This forum is rife with attacks hurled at Canon for its (in some people's opinion) ineptitude for producing what they consider a worthless, half-hearted mirrorless camera -- simply because it doesn't possess the features they think it should. These "it's unworthy of me or my money" comments are all over the place. Notice that I have _never _participated in any such derogatory comments. My comments have always been an attempt at market analysis in trying to figure out Canon's strategy.

It's strange to me that my statement about a potential future mirrorless body being exceptional once the North American market shows strong demand for mirrorless bodies has instantly labeled me as arrogant, demeaning and stubbornly ignorant. Yet, comments from people from a smattering of countries around the world -- even Americans -- who consider the M a worthless wasted effort by Canon, are NOT elitist in their disdainful rejection of the product and their assumption that it should be designed just for them? Bizzaro world...

Anyway, arguments like this suck, so I'm going to leave it here. Back to the cameras...  :-X


----------



## andrewflo (Feb 6, 2015)

Wow what a disappointment... pretty evident that it's not worth Canon's wallet to distribute to North America because they predict the M3 wouldn't sell.

As much as we can make a fuss about it, I'm sure they have a better idea about this than we do unfortunately.

Feeling a bit robbed for buying EF-M glass and accessories though. Really anything in the Canon eco-system because I specifically got an EOS M + adapter to keep it all in one camp.

If anything this is making me feel like I should learn a lesson or something.


----------



## Act444 (Feb 6, 2015)

Initially I was disappointed that yet again we would miss out. 

But then again...sounds like the price would have been around $799 which would have been too much anyway (I would at least hope the EVF would be thrown in at that point) so I will stick with the first M which has been serving my needs just fine, and continues to. I suppose what I won't do is continue to invest in the system and the lenses...

Too bad though, it looked intriguing and had potential. It might be possible that I may have to start looking to another brand for my compact needs!

++++++++

▶ _What to work on_: In the forum thread, condense the paragraph starting "But then again" into a short bulleted list that keeps its main facts. These rows have no connection to the forum thread.

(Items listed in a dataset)
++++++++

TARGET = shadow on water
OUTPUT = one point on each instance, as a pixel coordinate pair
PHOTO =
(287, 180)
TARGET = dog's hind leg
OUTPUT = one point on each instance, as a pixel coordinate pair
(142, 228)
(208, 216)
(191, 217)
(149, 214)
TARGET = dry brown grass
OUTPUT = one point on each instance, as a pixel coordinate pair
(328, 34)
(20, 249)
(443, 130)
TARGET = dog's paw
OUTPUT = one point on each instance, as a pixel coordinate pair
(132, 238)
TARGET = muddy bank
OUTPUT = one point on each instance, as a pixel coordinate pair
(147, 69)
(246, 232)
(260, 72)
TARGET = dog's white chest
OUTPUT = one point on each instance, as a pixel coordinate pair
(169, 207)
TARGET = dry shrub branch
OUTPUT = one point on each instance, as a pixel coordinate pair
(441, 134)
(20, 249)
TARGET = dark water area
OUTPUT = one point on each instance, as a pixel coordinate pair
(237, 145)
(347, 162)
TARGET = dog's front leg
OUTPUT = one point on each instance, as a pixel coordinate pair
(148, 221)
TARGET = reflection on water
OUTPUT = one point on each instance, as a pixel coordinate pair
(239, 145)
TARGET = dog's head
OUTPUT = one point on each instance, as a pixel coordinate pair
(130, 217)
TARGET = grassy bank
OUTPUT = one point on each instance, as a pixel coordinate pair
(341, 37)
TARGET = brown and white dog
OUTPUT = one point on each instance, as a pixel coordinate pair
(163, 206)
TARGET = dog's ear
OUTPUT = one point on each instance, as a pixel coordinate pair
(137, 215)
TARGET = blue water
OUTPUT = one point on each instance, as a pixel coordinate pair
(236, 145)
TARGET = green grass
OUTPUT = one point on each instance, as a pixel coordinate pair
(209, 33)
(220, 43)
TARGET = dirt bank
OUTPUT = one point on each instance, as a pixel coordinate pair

++++++++

▶ _Right answer_:
- The price would likely have been around $799, which the writer considers too much.
- At that price, the writer would at least hope for the EVF to be included.
- The writer will stick with the first M, which continues to meet the writer's needs.
- The writer will not keep investing in the system and its lenses.